Referring expression pointing data
═══

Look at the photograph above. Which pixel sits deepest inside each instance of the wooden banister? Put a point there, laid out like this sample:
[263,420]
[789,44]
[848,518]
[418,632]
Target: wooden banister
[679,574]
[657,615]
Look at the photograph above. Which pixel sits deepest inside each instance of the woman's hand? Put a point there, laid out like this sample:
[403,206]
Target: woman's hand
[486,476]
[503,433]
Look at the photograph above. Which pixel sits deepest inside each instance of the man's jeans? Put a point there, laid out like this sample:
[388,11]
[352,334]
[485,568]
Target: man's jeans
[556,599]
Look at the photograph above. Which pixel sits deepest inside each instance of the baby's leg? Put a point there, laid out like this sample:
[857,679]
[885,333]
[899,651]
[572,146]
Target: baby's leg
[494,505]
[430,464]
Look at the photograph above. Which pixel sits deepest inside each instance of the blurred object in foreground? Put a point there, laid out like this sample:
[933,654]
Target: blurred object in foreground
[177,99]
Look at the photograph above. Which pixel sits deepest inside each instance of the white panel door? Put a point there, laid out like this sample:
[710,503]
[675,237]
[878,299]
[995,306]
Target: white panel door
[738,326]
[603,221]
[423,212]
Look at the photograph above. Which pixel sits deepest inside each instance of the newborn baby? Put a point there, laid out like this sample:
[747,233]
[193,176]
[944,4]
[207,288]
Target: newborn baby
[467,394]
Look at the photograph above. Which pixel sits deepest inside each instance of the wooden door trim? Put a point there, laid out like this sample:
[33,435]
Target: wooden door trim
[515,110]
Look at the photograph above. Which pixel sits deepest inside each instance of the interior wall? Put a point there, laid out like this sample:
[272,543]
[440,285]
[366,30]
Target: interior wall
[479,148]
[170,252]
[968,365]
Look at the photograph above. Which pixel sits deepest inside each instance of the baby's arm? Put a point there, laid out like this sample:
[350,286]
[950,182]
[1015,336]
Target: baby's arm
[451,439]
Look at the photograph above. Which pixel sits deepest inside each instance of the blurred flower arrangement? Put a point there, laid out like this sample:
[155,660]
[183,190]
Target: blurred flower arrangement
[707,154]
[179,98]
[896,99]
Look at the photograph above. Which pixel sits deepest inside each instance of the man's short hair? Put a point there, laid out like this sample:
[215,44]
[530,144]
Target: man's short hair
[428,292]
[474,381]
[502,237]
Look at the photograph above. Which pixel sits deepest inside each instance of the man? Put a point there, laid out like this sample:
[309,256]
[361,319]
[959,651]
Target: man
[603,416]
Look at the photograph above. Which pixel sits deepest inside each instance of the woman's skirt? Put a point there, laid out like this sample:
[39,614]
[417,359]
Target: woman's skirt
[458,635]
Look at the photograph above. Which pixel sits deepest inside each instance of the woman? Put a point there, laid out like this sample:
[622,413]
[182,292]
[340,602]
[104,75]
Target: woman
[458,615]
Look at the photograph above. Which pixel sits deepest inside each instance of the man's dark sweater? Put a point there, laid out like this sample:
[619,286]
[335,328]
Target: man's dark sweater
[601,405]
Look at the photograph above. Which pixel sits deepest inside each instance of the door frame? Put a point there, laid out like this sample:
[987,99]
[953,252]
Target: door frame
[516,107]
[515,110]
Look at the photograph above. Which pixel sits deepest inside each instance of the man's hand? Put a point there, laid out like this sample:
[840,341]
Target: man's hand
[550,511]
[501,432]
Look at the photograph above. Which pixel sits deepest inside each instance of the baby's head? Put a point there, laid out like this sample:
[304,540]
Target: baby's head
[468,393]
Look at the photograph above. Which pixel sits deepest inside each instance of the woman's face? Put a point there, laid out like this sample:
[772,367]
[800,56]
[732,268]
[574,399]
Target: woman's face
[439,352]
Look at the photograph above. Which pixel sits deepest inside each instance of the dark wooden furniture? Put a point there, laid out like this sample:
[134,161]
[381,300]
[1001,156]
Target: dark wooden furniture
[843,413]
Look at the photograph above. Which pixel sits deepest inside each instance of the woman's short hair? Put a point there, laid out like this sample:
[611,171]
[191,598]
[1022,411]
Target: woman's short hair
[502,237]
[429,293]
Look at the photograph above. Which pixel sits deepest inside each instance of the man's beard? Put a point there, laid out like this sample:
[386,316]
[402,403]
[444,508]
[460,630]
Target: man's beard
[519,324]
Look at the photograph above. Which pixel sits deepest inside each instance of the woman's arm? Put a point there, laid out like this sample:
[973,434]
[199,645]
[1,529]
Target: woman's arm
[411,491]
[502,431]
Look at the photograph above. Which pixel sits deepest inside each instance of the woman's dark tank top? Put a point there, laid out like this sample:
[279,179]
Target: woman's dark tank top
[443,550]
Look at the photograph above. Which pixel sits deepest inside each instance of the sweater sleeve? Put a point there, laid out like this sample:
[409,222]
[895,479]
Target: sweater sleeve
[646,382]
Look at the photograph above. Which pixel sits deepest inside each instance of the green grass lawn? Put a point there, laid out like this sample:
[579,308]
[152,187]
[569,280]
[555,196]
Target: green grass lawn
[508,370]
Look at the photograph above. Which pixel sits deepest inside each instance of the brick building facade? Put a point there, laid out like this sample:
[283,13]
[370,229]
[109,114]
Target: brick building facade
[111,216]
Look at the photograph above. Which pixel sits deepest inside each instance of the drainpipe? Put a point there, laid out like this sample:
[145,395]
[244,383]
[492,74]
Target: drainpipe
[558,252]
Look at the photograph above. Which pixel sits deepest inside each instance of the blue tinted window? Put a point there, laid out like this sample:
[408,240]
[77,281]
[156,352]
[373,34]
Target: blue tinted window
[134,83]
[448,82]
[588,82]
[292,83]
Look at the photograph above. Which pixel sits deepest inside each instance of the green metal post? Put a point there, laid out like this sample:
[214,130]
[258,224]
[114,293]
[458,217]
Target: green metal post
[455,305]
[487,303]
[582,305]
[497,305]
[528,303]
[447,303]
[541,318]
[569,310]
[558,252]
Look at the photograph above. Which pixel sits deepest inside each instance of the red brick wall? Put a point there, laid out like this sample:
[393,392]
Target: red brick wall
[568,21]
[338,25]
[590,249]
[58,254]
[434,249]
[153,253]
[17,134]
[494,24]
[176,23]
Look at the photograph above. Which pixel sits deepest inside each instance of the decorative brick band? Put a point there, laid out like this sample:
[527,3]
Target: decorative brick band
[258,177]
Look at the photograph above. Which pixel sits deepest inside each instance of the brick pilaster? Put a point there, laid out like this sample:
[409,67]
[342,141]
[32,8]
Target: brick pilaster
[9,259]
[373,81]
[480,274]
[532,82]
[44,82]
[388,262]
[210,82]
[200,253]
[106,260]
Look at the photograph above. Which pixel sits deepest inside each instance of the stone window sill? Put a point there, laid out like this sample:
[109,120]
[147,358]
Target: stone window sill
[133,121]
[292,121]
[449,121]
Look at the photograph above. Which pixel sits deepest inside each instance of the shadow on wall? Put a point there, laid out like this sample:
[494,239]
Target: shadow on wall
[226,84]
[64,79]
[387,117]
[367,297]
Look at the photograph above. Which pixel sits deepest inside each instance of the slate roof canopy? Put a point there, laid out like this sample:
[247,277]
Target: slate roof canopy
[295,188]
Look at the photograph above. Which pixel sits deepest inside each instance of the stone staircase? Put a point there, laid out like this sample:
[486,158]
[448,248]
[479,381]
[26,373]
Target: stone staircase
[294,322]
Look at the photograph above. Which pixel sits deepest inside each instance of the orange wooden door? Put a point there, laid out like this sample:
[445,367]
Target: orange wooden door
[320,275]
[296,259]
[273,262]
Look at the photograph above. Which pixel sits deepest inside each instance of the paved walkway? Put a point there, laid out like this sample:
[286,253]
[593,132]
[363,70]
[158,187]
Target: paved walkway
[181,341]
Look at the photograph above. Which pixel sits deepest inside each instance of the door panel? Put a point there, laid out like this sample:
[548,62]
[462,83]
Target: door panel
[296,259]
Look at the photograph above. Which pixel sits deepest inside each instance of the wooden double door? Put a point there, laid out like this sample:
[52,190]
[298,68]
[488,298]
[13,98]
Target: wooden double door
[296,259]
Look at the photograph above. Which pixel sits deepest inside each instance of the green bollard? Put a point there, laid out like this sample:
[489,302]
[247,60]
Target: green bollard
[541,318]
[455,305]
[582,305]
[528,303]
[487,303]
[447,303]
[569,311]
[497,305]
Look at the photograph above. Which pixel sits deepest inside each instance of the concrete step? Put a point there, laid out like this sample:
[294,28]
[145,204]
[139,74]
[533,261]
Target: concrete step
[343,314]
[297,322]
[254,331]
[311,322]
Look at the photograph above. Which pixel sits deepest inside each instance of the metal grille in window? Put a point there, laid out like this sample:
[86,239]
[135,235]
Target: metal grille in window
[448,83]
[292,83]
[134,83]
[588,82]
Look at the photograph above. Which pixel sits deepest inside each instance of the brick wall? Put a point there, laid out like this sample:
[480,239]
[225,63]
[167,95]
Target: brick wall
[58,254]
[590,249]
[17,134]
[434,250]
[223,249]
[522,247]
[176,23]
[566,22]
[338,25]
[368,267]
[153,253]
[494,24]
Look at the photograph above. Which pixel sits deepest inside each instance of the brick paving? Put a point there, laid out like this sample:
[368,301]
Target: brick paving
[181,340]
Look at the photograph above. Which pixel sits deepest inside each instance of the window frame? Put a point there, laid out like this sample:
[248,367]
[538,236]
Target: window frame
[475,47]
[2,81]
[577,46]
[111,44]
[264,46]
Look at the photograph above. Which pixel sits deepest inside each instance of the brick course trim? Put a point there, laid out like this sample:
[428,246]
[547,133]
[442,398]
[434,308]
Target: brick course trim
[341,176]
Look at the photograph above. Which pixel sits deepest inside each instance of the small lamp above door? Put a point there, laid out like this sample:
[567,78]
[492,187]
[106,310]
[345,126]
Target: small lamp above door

═══

Pull out every line above that holds the word "lamp".

Look at the photograph above. Which pixel sits deepest inside each instance of the small lamp above door? Put a point there, laid out like this sample:
Target: small lamp above door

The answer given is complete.